**SUPPLIED RECORDS:**
— begin —

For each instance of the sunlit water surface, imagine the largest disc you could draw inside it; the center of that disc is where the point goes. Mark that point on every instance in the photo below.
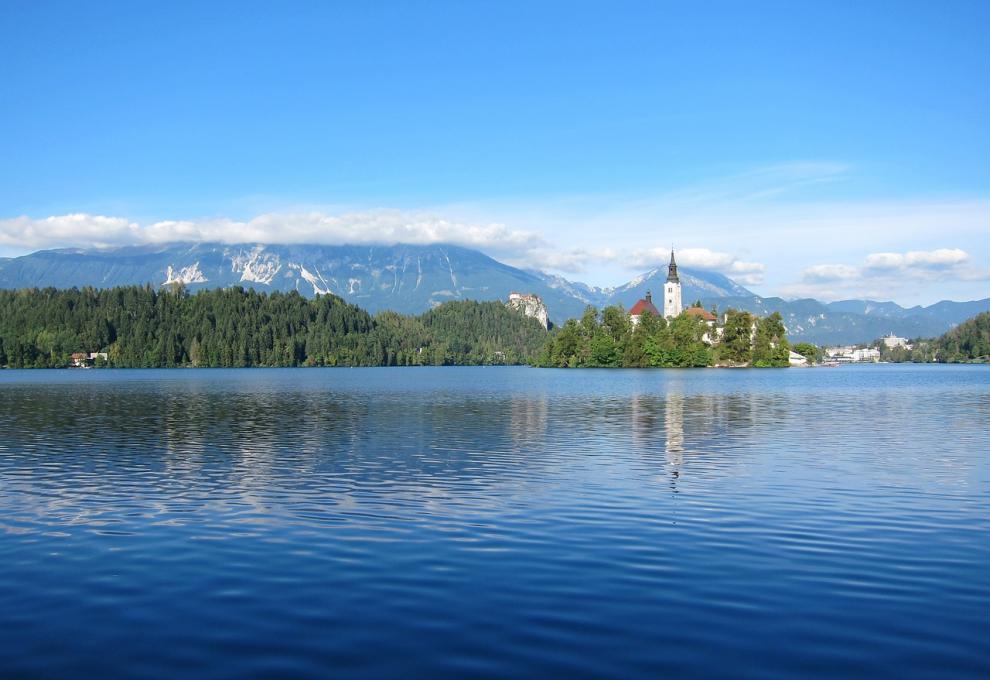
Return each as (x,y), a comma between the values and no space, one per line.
(495,522)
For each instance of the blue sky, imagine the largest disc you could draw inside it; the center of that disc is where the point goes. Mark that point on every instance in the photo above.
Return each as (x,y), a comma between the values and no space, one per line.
(795,146)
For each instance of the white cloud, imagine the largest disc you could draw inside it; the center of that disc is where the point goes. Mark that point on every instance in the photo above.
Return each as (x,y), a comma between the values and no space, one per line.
(750,273)
(380,226)
(829,272)
(67,230)
(931,259)
(884,274)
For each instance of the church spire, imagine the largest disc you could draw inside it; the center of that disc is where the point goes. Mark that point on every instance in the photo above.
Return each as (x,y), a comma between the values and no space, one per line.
(672,269)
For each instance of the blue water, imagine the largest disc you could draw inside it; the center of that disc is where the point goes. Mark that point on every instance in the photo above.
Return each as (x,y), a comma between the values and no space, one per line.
(496,522)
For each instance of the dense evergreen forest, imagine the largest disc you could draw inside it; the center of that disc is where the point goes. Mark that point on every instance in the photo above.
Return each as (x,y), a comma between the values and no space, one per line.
(234,327)
(967,342)
(609,339)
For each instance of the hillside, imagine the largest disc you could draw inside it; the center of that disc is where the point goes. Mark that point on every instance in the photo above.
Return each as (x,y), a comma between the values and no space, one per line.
(139,327)
(968,342)
(412,279)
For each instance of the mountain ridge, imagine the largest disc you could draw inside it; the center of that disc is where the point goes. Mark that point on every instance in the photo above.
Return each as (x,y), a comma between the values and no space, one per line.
(413,278)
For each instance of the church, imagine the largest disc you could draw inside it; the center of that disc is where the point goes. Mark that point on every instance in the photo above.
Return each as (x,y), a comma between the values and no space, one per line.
(671,297)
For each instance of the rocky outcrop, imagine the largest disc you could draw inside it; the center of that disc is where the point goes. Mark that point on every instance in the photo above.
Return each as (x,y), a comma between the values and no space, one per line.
(530,305)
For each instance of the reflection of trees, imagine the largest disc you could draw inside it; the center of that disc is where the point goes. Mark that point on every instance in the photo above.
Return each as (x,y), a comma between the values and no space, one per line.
(528,420)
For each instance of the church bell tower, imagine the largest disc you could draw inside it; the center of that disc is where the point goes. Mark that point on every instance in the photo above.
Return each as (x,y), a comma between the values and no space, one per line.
(672,291)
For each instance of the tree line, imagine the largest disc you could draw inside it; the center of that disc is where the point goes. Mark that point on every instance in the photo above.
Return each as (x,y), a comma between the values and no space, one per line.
(141,327)
(969,342)
(608,339)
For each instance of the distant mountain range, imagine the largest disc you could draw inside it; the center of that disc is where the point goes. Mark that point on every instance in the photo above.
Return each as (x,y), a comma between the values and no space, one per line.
(411,279)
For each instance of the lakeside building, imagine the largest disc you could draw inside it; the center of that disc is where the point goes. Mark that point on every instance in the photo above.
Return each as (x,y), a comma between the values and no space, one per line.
(852,354)
(891,341)
(86,359)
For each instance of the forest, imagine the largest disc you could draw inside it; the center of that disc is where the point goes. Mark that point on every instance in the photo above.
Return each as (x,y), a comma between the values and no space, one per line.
(969,342)
(609,340)
(141,327)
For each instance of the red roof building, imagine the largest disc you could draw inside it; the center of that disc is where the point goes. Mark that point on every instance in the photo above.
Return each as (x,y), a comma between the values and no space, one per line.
(702,312)
(644,306)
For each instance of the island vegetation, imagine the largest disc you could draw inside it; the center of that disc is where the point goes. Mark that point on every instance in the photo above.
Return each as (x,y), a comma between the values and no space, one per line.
(610,339)
(144,327)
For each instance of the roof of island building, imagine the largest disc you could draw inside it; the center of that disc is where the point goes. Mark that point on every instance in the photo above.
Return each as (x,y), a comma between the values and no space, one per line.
(672,269)
(644,305)
(700,311)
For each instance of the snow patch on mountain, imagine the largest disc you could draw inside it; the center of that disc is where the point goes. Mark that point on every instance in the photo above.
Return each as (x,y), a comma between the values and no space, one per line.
(185,275)
(320,286)
(255,265)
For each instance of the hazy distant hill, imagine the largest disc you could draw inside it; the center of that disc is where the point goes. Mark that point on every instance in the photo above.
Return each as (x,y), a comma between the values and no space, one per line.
(411,279)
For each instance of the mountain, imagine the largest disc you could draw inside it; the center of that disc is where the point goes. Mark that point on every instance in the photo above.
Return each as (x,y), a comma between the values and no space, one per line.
(695,285)
(406,278)
(411,279)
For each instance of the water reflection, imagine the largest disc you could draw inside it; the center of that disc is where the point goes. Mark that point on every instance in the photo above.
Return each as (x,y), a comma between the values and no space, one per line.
(493,523)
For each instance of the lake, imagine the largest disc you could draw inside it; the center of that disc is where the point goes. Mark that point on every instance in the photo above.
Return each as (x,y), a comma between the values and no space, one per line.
(496,522)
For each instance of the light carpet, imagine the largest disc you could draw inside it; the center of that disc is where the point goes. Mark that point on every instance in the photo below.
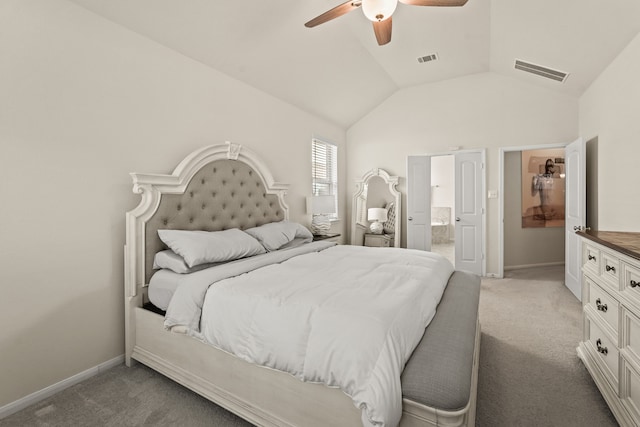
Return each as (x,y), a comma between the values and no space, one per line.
(529,372)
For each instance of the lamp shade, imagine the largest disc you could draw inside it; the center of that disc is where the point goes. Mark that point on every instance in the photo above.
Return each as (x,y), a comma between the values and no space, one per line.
(321,205)
(377,214)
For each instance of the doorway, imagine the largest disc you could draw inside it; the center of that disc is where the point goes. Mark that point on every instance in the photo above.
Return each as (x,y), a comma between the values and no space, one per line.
(443,206)
(546,243)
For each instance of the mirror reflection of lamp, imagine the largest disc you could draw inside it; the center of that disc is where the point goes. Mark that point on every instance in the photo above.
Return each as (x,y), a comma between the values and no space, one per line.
(378,216)
(320,207)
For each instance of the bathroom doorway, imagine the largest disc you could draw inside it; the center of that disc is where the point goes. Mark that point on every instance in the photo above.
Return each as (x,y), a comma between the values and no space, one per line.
(443,206)
(459,227)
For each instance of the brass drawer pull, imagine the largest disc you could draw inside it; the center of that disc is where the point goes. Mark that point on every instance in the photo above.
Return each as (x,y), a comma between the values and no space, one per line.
(600,306)
(601,349)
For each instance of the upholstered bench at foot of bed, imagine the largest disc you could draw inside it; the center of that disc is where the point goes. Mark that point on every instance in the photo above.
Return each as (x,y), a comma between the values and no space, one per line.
(440,373)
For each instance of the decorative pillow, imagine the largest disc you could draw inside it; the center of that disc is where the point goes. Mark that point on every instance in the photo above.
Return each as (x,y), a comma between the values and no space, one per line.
(201,247)
(275,235)
(170,260)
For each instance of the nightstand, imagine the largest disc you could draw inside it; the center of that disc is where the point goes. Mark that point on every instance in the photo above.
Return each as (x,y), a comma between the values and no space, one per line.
(328,237)
(379,240)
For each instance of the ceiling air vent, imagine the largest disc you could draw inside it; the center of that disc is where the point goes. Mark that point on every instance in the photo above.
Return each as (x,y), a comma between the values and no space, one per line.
(428,58)
(559,76)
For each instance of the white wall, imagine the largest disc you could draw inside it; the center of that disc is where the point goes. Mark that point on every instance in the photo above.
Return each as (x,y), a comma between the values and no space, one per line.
(609,118)
(479,111)
(83,103)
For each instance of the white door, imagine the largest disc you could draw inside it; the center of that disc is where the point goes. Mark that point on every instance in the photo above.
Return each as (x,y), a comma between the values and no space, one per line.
(469,212)
(575,213)
(419,202)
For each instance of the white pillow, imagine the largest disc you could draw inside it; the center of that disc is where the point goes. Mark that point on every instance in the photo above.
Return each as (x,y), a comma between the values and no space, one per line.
(168,259)
(275,235)
(201,247)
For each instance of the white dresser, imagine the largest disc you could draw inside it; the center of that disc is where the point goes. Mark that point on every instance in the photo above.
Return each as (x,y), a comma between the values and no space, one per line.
(610,346)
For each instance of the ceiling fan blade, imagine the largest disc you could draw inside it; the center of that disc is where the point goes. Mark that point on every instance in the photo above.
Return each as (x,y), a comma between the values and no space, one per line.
(334,13)
(434,2)
(383,31)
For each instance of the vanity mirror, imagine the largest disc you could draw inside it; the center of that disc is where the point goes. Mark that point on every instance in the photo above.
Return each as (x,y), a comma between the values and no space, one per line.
(376,200)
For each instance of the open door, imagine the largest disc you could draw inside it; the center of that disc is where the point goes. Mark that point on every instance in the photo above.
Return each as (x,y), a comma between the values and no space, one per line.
(575,214)
(469,212)
(419,202)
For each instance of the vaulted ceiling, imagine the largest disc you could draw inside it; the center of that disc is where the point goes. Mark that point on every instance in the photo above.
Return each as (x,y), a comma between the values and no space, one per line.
(338,71)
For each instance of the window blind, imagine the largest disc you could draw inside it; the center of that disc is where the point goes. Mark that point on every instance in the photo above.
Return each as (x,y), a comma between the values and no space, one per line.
(324,158)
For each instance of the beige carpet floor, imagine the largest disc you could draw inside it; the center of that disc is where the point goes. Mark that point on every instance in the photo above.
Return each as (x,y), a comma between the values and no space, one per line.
(529,372)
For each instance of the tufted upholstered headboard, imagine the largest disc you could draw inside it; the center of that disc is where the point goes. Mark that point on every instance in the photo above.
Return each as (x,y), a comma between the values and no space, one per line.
(215,188)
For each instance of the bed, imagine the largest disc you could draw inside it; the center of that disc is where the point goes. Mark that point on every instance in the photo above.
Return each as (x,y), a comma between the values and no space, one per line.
(227,187)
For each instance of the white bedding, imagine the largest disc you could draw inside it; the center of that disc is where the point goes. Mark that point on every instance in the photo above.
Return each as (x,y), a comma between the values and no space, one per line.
(345,316)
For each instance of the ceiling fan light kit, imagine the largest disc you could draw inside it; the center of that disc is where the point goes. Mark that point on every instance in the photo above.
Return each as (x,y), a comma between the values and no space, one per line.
(378,12)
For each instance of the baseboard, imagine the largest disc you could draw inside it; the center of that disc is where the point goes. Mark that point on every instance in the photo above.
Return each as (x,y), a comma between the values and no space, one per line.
(49,391)
(544,264)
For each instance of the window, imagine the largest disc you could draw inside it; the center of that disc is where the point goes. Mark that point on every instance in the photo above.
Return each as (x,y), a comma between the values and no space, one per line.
(324,170)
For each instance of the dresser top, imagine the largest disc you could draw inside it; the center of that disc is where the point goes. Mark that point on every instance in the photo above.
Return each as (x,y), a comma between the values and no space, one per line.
(625,242)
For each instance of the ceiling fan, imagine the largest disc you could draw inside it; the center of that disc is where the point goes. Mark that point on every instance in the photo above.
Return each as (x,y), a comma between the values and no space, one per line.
(377,11)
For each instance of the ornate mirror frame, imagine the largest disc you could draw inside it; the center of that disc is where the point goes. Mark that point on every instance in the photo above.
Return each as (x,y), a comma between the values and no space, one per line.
(359,223)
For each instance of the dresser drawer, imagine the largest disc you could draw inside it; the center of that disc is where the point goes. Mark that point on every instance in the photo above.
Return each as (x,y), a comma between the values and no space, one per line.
(630,393)
(606,306)
(631,335)
(610,269)
(631,281)
(591,259)
(605,351)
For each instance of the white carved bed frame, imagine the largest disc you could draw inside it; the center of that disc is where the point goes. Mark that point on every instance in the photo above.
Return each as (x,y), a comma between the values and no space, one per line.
(262,396)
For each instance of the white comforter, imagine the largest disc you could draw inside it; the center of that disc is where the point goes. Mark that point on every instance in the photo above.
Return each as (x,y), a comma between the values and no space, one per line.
(345,316)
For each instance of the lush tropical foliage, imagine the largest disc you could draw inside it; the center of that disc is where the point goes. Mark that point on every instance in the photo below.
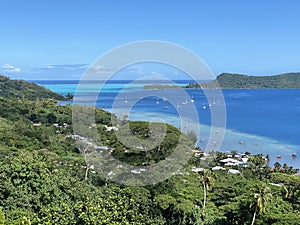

— end —

**EXERCISE:** How many lines in the material above contain the string "drawer" with matching case? Give only the number.

**THE OUTPUT:** 2